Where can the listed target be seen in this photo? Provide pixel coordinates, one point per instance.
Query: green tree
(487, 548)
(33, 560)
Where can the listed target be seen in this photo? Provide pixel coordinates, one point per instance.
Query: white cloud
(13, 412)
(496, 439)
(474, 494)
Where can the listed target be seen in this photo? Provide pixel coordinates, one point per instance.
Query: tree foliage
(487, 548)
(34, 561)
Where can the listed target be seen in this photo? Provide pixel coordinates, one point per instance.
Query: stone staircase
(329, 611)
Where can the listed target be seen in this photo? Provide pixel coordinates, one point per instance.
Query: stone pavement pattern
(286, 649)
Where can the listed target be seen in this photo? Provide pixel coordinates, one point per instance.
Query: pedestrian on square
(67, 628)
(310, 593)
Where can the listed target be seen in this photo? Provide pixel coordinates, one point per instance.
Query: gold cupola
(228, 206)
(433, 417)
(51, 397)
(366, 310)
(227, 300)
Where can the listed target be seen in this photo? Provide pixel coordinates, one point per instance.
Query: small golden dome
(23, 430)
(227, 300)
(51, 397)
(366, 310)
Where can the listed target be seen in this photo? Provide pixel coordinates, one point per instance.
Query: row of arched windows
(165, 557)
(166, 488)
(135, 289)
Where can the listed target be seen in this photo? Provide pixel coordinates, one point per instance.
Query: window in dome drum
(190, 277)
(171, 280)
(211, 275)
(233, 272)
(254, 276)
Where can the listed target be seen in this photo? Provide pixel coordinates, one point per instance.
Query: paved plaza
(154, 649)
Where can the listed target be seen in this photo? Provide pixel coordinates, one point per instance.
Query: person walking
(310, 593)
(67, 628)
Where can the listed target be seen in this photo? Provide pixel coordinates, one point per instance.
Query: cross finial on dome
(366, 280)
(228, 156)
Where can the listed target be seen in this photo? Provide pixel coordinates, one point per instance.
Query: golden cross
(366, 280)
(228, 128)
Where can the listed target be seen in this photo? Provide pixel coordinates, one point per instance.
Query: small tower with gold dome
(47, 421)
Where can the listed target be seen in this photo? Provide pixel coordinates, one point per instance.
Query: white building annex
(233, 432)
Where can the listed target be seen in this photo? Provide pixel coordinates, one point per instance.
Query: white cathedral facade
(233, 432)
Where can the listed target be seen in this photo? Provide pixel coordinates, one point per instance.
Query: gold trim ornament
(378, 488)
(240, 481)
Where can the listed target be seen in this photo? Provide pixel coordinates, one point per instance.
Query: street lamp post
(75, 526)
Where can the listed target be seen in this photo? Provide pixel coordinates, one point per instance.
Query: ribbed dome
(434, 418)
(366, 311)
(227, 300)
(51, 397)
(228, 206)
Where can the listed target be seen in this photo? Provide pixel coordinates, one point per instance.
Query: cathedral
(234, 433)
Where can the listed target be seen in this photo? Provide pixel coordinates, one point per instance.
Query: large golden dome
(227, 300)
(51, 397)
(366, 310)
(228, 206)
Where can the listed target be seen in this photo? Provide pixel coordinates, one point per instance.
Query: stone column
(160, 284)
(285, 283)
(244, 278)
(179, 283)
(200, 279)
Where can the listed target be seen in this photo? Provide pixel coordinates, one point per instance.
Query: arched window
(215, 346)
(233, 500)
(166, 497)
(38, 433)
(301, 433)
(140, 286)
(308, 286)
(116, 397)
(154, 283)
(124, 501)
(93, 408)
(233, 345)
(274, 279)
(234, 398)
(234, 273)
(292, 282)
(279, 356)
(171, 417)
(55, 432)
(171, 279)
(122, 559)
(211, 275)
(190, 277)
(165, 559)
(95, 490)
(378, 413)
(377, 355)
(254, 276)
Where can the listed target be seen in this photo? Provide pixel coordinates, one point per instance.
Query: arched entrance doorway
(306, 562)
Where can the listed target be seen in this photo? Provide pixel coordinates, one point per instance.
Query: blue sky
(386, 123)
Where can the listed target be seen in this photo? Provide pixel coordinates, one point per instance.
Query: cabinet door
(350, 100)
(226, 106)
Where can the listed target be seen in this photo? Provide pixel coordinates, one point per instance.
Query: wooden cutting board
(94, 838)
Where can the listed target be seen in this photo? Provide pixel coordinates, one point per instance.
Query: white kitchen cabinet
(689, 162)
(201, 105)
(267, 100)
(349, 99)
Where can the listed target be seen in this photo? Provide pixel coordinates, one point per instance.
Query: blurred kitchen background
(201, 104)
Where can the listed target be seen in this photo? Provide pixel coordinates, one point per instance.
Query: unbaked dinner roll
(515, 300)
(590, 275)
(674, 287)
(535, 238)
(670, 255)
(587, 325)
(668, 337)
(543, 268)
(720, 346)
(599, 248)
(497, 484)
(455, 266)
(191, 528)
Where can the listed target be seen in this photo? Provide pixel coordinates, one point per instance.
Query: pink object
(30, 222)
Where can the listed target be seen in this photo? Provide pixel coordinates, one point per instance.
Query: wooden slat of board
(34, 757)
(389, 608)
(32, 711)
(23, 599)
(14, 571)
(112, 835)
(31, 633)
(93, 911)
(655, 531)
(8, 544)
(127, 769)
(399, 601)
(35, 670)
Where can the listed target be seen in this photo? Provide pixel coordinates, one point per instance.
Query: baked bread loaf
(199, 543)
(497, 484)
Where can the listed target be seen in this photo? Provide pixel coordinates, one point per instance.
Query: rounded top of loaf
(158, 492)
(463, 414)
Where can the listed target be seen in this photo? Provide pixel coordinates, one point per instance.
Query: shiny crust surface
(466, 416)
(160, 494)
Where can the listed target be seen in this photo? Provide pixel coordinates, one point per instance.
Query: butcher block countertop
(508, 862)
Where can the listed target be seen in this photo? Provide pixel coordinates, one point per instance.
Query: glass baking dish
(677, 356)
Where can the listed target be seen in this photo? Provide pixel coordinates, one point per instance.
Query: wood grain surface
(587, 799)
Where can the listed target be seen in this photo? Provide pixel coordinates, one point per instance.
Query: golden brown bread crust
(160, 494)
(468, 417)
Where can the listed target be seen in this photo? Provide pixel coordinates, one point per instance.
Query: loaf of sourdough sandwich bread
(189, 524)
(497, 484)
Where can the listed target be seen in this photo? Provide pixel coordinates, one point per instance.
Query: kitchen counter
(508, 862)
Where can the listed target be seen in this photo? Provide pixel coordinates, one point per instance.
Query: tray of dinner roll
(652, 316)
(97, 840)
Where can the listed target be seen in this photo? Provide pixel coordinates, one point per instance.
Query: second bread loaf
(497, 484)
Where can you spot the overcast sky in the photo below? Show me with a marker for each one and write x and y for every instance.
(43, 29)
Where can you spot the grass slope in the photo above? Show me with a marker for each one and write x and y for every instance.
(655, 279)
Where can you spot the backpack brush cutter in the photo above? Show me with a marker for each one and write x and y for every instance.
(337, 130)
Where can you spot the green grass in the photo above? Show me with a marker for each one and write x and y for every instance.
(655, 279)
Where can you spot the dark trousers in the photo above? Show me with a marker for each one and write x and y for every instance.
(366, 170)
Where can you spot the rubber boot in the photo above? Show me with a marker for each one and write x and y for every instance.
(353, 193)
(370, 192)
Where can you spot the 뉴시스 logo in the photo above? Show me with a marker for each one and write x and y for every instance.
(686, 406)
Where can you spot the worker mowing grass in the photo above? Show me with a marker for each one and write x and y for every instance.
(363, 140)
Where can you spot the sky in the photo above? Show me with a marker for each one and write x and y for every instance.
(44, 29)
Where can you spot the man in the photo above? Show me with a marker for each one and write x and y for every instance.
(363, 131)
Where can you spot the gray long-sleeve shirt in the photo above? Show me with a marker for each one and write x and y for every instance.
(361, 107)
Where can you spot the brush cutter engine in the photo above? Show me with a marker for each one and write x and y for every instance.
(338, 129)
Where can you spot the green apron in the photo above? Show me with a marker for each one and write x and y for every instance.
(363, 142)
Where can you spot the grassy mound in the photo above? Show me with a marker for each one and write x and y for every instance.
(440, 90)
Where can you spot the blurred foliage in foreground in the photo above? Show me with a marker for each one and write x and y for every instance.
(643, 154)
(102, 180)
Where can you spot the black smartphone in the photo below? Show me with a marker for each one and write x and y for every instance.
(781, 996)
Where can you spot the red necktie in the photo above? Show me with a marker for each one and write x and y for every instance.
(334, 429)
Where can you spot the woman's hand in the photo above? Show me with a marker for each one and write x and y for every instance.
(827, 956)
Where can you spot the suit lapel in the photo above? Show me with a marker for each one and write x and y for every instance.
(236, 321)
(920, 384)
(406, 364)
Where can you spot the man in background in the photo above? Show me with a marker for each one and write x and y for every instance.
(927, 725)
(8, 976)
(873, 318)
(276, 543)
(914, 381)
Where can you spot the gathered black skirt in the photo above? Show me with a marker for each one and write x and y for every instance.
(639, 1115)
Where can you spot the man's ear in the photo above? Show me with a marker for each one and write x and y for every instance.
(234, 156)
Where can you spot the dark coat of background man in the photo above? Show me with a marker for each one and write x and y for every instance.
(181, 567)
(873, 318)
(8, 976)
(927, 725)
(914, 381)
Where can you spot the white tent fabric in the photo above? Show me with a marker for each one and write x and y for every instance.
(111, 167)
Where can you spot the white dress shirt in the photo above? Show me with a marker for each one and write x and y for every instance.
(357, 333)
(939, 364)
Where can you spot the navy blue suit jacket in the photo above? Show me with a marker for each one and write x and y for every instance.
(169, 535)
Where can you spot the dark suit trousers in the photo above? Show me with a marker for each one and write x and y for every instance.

YOUR TASK =>
Return exactly the lines from the one containing "Where can you spot the green apron" to the last line of the data, and nothing more.

SOLUTION =>
Where can you spot the green apron in the photo above? Show me with a marker for each one and write x and y for every instance.
(363, 142)
Where can you spot the grassy mound in the photo above? Show me with a marker for each one and write x and y for every instance.
(440, 90)
Where can you spot the blurred foliage in foreground in the photo above? Show me with a marker for each one and write x and y for every instance.
(643, 154)
(102, 180)
Where can you spot the black smartphone in the photo below? Show me with a marker for each one and write x and y for every instance.
(781, 996)
Where can you spot the red necktie in the photo above? Show me with a marker for each one and write x and y for every instance.
(334, 429)
Where can you spot the woman's hand in the photo above? Show me with a marker for each one and write x and y for every instance.
(827, 956)
Where can you spot the suit lapel in the photo above? Show me with a marker for each one and write x and y for every instance.
(236, 321)
(920, 384)
(406, 364)
Where can you spot the man in background in the photo above? Show me with a marker for each one and write x and y for every instance.
(927, 725)
(8, 976)
(873, 318)
(276, 543)
(914, 381)
Where can you spot the gathered black skirt in the photo above? Show me with a marker for each one and write x and y for every instance.
(639, 1115)
Where can you spot the man's ear in the photo above? Show me with a marker for each one and write x and y for every instance.
(234, 156)
Where can you spot the dark coat of background man in the photo above? Show me with a marker for each one and write x and y for every instance.
(181, 567)
(873, 318)
(8, 976)
(927, 725)
(914, 381)
Where can you spot the white tent fabric in the photo above? Show me with a marker for each one and write x and y for every instance.
(111, 167)
Where can you spot the white dress shirt in the photo above? Show me with a marker for each one and write x and y for every instance.
(357, 333)
(939, 364)
Where can you spot the navy blue suit jacket in the photo above? Show me with a marker for each one and write x and y for every instance.
(169, 535)
Where can you spot the dark suit trousers in the photo above? Show me with a marker for each one and write x and y for every instance.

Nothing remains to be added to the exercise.